Exercise brief
Edit the data below by replacing every occurrence of "Objective" with "Goal", changing nothing else. Omit the pictures from your output.

===== Provided information

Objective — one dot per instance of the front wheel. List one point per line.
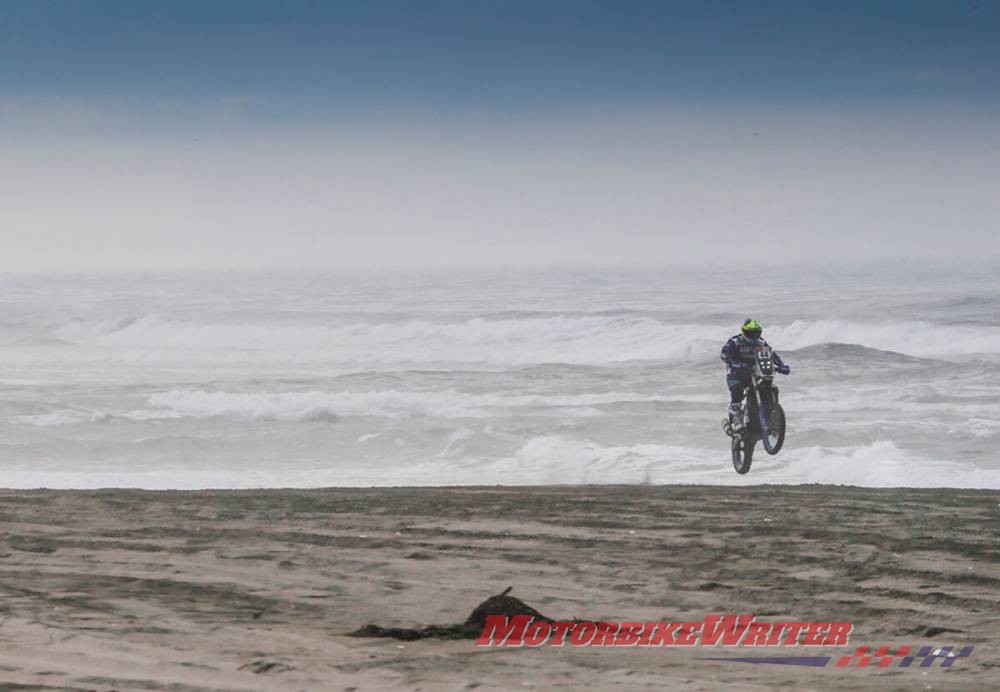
(773, 432)
(742, 452)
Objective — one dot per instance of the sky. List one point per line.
(151, 135)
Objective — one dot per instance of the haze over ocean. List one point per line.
(234, 380)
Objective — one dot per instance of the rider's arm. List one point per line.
(727, 352)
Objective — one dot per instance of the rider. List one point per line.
(738, 354)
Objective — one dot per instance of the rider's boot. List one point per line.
(736, 417)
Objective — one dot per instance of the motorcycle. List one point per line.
(763, 417)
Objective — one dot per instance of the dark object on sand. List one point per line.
(501, 604)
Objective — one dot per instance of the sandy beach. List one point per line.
(214, 590)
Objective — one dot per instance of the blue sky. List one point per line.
(316, 60)
(510, 104)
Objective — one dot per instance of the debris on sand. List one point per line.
(501, 604)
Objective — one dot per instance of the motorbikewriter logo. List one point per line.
(714, 630)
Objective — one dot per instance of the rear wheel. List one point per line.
(772, 435)
(742, 452)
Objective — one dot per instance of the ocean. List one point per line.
(527, 376)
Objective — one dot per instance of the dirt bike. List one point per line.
(763, 417)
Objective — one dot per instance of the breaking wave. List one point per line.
(319, 405)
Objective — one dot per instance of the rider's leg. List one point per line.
(735, 397)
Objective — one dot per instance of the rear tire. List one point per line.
(742, 452)
(774, 436)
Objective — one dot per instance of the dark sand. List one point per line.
(256, 590)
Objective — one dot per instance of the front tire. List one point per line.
(742, 452)
(774, 436)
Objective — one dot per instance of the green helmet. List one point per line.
(751, 329)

==========

Answer to the task
Goal — one dot per instance of the front wheel. List one point per line.
(773, 432)
(742, 452)
Goal — one dot per instance of the sky. List one point per line.
(151, 135)
Goal — one dot per instance of the haze over ocean. List one point per line.
(234, 380)
Goal — one dot per instance of the rider's arm. List one point per line.
(727, 352)
Goal — one dot per instance of the rider. List one point per line.
(738, 354)
Goal — one dot per instance of the rider's boot. List one point per line.
(736, 417)
Goal — one dot per instance of the motorcycle. List one point per line.
(763, 417)
Goal — one dot per instance of the dark object on sand. List one point per line.
(501, 604)
Goal — one dot per instance of the sandy beach. List one point per line.
(214, 590)
Goal — one dot per instance of the blue sky. List one point per line.
(316, 60)
(510, 104)
Goal — one dot per instance of the debris on sand. List one point per line.
(501, 604)
Goal — one dot per instance of the motorbikewriter logo. List one point per line.
(714, 630)
Goal — one dot per instance of the rear wheel. List one point per line.
(772, 435)
(742, 452)
Goal — one dot per instance of the ocean. List one point per line.
(527, 376)
Goal — one dot per instance of the dirt bike. List one point per line.
(763, 417)
Goal — one dot per instance of the breaking wave. List one point per line.
(319, 405)
Goal — one dot per instance of the rider's leg. List one point per line.
(735, 397)
Goal — one dot per instance of the rear tire. List one point per line.
(742, 452)
(774, 436)
Goal — one dot per instance of the dark sand. List one point per line.
(256, 590)
Goal — one dot per instance of the front tire. List one point per line.
(742, 452)
(774, 436)
Goal — one dot per instance of the green helmet. List one point per line.
(751, 329)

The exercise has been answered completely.